> **EXTRAIT DE PAGE**
Dette de sommeil [22:30 - 24:16]

Jean-Charles Samuelian : Et vous parlez juste de dette de sommeil et de déficit de sommeil. Est-ce que ça se rattrape et sur combien de temps ça se rattrape?

Patrick Lemoine : Alors, sur une nuit, ça ne se rattrape pas. Je vous l'ai dit tout à l'heure, quelqu'un qui n'a pas eu ses trois premières heures de sommeil aux horaires habituels, ça ne se rattrape pas par des grasses matinées qui ne servent à rien et qui sont même plutôt toxiques, parce que les grasses matinées entraînent un retard, un jet lag de phase sociale. Ce n'est pas pour rien quand même que l'Insee a pointé que le lundi matin, surtout après un pont, et encore, surtout après des vacances, s'accompagne de plus d'infarctus, de plus d'accidents de voiture et plus de tentatives de suicide. Donc, le fait de se décaler vers le bas... Entraîne des problèmes dans le fait que, d'une part, la dépression, c'est un retard de phase. Donc quelqu'un qui est déjà un peu triste ou nez risque de passer à l'aide. Parce qu'il s'est mis en jet lag social. Et que le premier traitement de la dépression, c'est de lever les gens. Au moins une heure et demie, voire trois heures plus tard plus tôt que ce qu'ils voudraient. Je leur dis toujours pendant qu'un jour vous allez me maudire, mais le restant de votre vie, vous allez me bénir et ça marche presque à tous les coups. Et puis autrement, si vous vous réveillez le matin, alors que vous avez ce décalage à cause des grasses matinées, du week-end, du pont ou des vacances, vous vous levez à la haute température, on n'est pas encore remonté. Et si vous avez un cœur fragile ou si vous avez une vigilance fragile, vous êtes toujours avec une température basse et vous allez péter une durite. Donc ça peut être quand même assez dangereux. Donc, quelqu'un qui ne dort pas bien, le premier conseil, c'est levez-vous à l'heure fixe et plutôt un peu plus tôt que vous ne voudriez. Et la nature est bien faite et remettra vos pendules à l'heure.

> **ENTRÉES AFFICHÉES**
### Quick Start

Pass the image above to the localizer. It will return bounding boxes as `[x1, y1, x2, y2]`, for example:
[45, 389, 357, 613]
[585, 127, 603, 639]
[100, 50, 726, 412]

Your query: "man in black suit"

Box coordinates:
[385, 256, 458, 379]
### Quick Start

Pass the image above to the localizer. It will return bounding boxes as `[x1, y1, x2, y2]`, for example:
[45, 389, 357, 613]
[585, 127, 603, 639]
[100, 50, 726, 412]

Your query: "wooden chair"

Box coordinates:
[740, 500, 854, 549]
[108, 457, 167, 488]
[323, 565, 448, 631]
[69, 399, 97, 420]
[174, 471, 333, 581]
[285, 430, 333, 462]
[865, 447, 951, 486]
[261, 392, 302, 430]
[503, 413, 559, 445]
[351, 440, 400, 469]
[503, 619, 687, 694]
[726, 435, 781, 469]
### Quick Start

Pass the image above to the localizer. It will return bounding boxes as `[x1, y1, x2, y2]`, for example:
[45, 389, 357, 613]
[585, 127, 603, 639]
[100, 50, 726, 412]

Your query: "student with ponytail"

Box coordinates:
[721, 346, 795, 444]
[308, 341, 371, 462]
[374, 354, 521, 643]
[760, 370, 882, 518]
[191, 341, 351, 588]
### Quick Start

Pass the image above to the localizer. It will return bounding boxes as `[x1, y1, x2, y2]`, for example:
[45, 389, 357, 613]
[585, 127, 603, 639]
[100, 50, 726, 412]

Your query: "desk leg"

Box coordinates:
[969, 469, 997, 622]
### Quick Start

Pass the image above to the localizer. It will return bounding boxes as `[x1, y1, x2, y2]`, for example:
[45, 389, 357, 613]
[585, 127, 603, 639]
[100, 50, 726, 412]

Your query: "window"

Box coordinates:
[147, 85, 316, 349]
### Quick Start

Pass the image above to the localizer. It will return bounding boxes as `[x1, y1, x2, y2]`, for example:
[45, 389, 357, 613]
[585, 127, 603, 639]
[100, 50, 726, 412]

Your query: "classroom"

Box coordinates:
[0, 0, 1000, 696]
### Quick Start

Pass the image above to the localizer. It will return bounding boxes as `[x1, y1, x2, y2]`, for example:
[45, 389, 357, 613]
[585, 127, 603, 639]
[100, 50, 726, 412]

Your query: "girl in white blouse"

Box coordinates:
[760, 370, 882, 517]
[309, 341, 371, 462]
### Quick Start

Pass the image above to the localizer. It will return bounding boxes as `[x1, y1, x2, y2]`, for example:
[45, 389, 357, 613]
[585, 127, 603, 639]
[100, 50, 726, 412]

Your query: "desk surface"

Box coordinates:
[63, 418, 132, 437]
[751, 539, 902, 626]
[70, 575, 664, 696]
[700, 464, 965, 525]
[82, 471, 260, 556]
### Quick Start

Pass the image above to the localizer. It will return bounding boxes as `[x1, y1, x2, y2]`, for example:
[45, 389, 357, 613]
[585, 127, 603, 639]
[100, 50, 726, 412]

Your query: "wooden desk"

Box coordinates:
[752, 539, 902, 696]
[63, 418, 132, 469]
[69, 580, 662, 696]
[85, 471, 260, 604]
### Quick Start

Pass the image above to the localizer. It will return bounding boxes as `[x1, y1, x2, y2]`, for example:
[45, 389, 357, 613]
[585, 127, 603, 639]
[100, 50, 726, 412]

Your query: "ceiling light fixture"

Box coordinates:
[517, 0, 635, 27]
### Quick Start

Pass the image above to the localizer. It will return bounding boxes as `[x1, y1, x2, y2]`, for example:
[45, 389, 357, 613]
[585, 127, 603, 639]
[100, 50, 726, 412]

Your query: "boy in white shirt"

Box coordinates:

> **CONSIGNE**
Pour chacune des affirmations suivantes, répondez par oui ou par non selon qu'elle concorde ou non avec l'extrait sur la dette de sommeil, en citant les mots décisifs du texte. 1. Selon Patrick Lemoine, une dette de sommeil se rattrape en une nuit. 2. L'Insee a relevé plus d'accidents de voiture le lundi matin. 3. Le premier conseil donné à quelqu'un qui dort mal est de se lever à heure fixe.

> **SOLUTION**
1. Non : « sur une nuit, ça ne se rattrape pas ».
2. Oui : « le lundi matin » s'accompagne « de plus d'accidents de voiture ».
3. Oui : « le premier conseil, c'est levez-vous à l'heure fixe ».